* [Instructions to follow]:
Please quote the listing below word for word, leaving out the pictures.

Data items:
★ ★ ★ ★ ★ ★ ★

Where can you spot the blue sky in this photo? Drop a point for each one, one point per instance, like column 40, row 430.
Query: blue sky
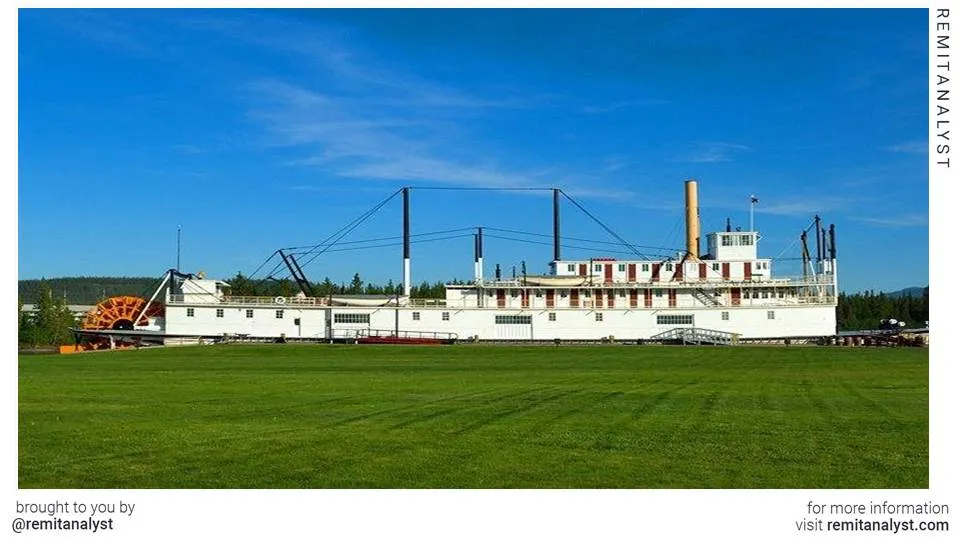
column 260, row 129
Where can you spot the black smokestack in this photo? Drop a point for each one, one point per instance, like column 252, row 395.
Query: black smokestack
column 556, row 224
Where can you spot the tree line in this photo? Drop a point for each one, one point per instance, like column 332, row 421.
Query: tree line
column 49, row 323
column 863, row 311
column 88, row 290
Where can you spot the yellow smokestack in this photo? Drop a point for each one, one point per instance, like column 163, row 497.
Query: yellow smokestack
column 693, row 220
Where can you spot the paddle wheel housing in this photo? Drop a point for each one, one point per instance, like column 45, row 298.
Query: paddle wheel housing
column 120, row 313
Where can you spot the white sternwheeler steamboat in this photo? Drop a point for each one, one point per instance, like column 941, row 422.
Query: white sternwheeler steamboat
column 719, row 295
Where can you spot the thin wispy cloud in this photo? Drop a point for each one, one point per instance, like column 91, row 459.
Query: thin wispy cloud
column 906, row 220
column 712, row 152
column 620, row 105
column 795, row 206
column 912, row 147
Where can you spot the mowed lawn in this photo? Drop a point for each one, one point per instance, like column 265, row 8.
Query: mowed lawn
column 322, row 416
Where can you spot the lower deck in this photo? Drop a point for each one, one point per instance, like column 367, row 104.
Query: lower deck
column 318, row 322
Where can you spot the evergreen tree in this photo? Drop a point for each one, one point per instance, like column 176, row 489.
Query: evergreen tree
column 356, row 285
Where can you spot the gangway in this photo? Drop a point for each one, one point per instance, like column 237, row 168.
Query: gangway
column 696, row 336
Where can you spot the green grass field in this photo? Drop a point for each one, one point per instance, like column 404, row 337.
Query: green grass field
column 320, row 416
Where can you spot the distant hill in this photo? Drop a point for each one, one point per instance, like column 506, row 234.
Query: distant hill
column 88, row 290
column 915, row 292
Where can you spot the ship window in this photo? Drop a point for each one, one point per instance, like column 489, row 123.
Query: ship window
column 351, row 318
column 513, row 319
column 674, row 319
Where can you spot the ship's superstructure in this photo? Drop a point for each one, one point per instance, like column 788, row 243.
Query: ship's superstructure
column 726, row 289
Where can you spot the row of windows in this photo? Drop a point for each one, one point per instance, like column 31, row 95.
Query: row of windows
column 364, row 318
column 278, row 314
column 736, row 239
column 514, row 319
column 599, row 267
column 351, row 318
column 674, row 319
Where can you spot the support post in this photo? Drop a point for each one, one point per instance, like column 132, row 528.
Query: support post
column 556, row 225
column 406, row 241
column 480, row 254
column 816, row 230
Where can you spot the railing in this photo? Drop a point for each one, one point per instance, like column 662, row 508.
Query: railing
column 697, row 335
column 782, row 281
column 279, row 301
column 403, row 334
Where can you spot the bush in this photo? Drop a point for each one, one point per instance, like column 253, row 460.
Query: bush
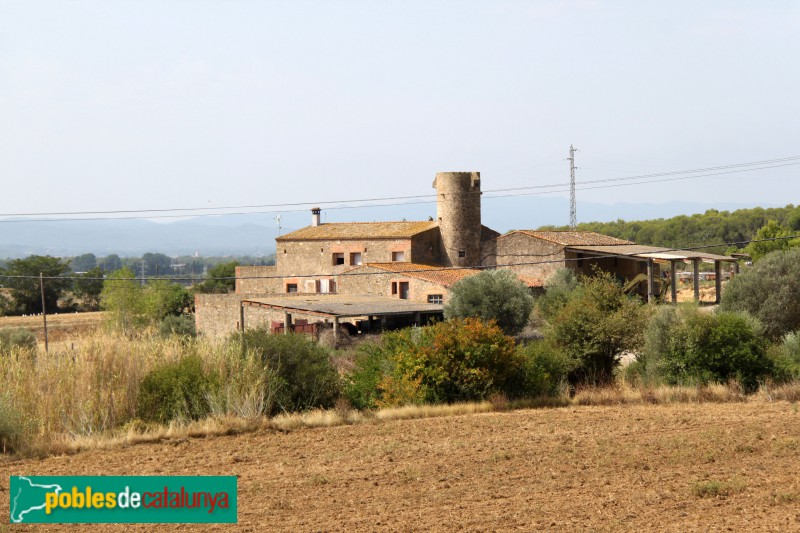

★ ★ ★ ★ ★ ★ ★

* [Output below]:
Where can you spot the blue sky in this photo? Drop a point for each one, one point per instance, like column 40, row 430.
Query: blue sky
column 260, row 129
Where can you spot the black smokestack in this photo? Drop a point for each one, one point per instance, like column 252, row 395.
Query: black smokestack
column 556, row 224
Where can you spot the tree line in this photo? Drop a point for each one, one point per instance, like column 332, row 421.
Query: tree line
column 49, row 323
column 863, row 311
column 88, row 290
Where can you spot the yellow smokestack in this photo? Drop a point for each one, one point per instance, like column 163, row 497.
Query: yellow smokestack
column 693, row 220
Where can you spot the paddle wheel housing in this photo? Drop a point for each one, one point per instance, like column 45, row 298.
Query: paddle wheel housing
column 120, row 313
Where can you spot the white sternwheeler steamboat in this photo? Drop a point for each one, one point per instance, like column 941, row 422.
Query: white sternwheeler steamboat
column 719, row 295
Where can you spot the thin wispy cloud in this photo? Drop a point for each one, one point per instance, like column 91, row 459.
Query: thin wispy cloud
column 906, row 220
column 712, row 152
column 620, row 105
column 795, row 206
column 912, row 147
Where can you spot the mowed lawn in this photo? Drop a point for each one, one point per instance, like column 265, row 8.
Query: mowed lawn
column 322, row 416
Where can you spot the lower deck in this photo? Drop a point for each one, one point per instance, like column 367, row 104.
Query: lower deck
column 318, row 322
Where can you spot the evergreen tree in this photo? Drop a point for each one, one point per instance, like column 176, row 489.
Query: evergreen tree
column 356, row 285
Where can you spot the gangway in this photo? Drop a point for each one, one point per instance, like column 237, row 168.
Query: gangway
column 696, row 336
Where can you spot the green grass field in this photo? Drop a point for each one, one point per instance, like column 404, row 337.
Query: green grass field
column 320, row 416
Where can you spot the distant hill in this photo? Drop a point for each one, one point per instance, like column 506, row 234.
Query: distant hill
column 88, row 290
column 915, row 292
Where can you spot the ship window in this photo? Drop a point for each one, one point per instance, like column 489, row 123.
Query: ship window
column 351, row 318
column 513, row 319
column 674, row 319
Where can you spot the ship's superstructure in this photo? Drop a point for each one, one point per instance, like column 788, row 243.
Query: ship's superstructure
column 726, row 289
Where can you spot the row of windows in this photo? Drop a point for each one, one point per instance, like column 31, row 95.
Query: row of windows
column 364, row 318
column 278, row 314
column 736, row 239
column 514, row 319
column 599, row 267
column 351, row 318
column 674, row 319
Where can you spot the support post in this photo? Drop a point for each one, one point per instance, like column 132, row 528.
Query: support post
column 556, row 225
column 406, row 241
column 480, row 254
column 816, row 230
Where can you spot the railing in this photo? Drop a point for each one, one point per instance, like column 662, row 508.
Query: railing
column 697, row 335
column 782, row 281
column 279, row 301
column 403, row 334
Where can you spot the bush in this photo? Drop a point for each one, one point per instance, like column 253, row 460.
Query: bush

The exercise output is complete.